__任务目标__
从下列各行的第一行起，到含有“183 293 L 188”的那一行止（首尾两行都算在内），把这一部分一字不改地摘录出来。

======== 数据集记录

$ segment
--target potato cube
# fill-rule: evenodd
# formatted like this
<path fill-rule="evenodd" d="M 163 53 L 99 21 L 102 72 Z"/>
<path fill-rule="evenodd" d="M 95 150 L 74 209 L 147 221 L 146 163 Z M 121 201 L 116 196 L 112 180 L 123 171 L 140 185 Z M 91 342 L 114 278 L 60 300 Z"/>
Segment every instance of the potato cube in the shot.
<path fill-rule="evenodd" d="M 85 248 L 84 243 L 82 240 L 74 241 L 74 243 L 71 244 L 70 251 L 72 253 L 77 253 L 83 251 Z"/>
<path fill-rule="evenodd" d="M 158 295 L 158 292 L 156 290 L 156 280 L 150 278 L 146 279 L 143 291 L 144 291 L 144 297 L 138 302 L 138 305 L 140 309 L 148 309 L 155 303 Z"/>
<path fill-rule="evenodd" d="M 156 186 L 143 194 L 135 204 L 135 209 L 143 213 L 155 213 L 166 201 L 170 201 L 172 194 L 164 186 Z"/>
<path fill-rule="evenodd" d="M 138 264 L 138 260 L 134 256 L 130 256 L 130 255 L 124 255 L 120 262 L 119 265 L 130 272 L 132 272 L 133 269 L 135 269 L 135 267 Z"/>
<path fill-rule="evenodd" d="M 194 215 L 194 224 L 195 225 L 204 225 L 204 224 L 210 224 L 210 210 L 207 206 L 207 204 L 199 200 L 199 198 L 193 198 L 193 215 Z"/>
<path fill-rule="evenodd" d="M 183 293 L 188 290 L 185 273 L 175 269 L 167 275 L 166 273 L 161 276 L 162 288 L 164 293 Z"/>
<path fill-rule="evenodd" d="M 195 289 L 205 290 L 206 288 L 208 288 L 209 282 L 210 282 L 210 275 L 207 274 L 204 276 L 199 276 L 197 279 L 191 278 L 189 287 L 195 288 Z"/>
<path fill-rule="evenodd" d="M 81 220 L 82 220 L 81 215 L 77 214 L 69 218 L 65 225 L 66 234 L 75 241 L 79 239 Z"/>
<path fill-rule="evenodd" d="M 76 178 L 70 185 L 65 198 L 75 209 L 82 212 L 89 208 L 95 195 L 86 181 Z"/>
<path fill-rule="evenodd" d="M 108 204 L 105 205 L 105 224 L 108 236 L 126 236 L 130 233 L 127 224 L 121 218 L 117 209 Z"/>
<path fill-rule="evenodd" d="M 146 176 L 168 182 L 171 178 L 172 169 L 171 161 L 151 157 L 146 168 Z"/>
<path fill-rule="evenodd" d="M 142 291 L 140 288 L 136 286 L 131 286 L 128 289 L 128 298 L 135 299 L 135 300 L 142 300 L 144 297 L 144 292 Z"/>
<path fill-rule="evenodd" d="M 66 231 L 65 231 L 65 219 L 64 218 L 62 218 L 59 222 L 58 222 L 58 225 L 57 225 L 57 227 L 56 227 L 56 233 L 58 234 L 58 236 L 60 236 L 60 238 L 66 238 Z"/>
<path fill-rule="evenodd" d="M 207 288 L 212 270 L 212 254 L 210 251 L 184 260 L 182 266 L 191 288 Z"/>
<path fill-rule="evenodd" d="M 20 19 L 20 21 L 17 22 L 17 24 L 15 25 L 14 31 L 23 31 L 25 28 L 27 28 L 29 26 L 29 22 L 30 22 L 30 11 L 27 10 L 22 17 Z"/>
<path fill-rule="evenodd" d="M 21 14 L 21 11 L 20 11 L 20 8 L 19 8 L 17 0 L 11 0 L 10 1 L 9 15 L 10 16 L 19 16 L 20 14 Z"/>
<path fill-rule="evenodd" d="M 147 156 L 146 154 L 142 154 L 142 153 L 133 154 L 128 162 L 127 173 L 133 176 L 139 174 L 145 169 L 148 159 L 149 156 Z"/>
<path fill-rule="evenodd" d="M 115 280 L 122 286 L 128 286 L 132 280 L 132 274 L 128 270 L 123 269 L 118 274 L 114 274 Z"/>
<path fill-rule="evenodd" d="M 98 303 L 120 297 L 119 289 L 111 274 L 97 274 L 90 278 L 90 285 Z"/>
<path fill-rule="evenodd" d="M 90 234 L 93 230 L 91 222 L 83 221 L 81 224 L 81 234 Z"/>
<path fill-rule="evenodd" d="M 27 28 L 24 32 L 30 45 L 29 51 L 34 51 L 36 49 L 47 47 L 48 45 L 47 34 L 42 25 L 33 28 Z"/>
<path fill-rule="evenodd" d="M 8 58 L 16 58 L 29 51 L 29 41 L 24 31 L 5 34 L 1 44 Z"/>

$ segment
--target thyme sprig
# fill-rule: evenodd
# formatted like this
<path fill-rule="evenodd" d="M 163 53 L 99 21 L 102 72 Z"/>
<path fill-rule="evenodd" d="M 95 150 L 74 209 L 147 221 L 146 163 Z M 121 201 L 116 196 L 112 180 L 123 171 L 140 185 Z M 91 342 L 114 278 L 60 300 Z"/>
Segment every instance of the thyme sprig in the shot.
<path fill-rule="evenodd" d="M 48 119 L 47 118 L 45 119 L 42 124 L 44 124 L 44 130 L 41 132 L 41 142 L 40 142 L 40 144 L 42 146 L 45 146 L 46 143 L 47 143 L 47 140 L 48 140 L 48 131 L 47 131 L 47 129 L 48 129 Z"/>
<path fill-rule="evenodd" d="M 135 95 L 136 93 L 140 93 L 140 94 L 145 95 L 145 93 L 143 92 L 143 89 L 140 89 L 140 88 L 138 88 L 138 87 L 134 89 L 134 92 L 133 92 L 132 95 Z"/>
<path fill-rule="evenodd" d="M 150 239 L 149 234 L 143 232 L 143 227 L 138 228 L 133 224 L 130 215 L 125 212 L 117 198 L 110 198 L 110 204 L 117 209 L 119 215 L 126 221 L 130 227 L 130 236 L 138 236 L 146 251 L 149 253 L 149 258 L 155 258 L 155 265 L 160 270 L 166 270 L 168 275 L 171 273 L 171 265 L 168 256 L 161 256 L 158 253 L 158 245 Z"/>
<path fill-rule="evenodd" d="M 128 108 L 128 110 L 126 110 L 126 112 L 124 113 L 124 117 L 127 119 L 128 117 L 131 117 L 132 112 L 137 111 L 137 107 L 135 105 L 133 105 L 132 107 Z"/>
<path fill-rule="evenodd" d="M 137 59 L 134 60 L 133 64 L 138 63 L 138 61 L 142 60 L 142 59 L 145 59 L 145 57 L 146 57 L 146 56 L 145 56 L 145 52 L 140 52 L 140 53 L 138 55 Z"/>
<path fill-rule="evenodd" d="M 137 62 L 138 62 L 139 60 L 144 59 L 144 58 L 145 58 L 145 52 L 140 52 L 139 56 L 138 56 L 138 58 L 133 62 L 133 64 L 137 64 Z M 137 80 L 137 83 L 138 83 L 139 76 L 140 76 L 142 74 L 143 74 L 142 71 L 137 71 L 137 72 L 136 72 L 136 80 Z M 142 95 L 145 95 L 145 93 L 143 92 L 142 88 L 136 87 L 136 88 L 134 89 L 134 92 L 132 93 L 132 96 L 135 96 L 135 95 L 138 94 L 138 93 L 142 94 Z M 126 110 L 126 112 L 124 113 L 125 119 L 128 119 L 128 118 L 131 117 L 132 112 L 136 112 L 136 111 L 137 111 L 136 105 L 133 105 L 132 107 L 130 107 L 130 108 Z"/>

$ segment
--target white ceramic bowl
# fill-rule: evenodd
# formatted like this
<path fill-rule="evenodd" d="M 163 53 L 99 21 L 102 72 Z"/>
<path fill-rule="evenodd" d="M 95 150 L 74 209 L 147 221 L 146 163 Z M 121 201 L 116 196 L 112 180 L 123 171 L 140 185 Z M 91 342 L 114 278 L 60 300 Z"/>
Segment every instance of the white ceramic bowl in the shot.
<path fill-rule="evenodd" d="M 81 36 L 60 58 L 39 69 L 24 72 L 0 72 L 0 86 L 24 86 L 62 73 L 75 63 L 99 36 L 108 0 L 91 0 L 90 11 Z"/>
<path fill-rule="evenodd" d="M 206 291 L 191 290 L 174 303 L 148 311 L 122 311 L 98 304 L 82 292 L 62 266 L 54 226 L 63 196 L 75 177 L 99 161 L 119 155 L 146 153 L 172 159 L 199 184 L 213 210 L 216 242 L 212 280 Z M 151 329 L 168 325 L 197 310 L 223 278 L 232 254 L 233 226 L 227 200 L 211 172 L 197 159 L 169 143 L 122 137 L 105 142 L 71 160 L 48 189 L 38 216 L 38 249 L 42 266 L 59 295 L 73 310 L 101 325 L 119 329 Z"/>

================

__练习答案__
$ segment
--target potato cube
# fill-rule: evenodd
# formatted like this
<path fill-rule="evenodd" d="M 163 53 L 99 21 L 102 72 Z"/>
<path fill-rule="evenodd" d="M 95 150 L 74 209 L 147 221 L 146 163 Z M 121 201 L 116 196 L 112 180 L 123 171 L 140 185 Z M 91 342 L 114 278 L 60 300 Z"/>
Segment every instance of the potato cube in the shot.
<path fill-rule="evenodd" d="M 85 248 L 84 243 L 82 240 L 74 241 L 74 243 L 71 244 L 70 251 L 72 253 L 77 253 L 83 251 Z"/>
<path fill-rule="evenodd" d="M 158 295 L 158 292 L 156 290 L 156 280 L 150 278 L 146 279 L 143 291 L 144 291 L 144 297 L 138 302 L 138 305 L 140 309 L 148 309 L 155 303 Z"/>
<path fill-rule="evenodd" d="M 156 186 L 143 194 L 135 204 L 135 209 L 143 213 L 155 213 L 166 201 L 170 201 L 172 194 L 164 186 Z"/>
<path fill-rule="evenodd" d="M 138 264 L 138 260 L 134 256 L 130 256 L 130 255 L 124 255 L 120 262 L 119 265 L 130 272 L 132 272 L 133 269 L 135 269 L 135 267 Z"/>
<path fill-rule="evenodd" d="M 194 215 L 194 224 L 195 225 L 204 225 L 204 224 L 210 224 L 210 210 L 207 206 L 207 204 L 199 200 L 199 198 L 193 198 L 193 215 Z"/>
<path fill-rule="evenodd" d="M 183 293 L 188 290 L 185 273 L 175 269 L 167 275 L 166 273 L 161 276 L 162 288 L 164 293 Z"/>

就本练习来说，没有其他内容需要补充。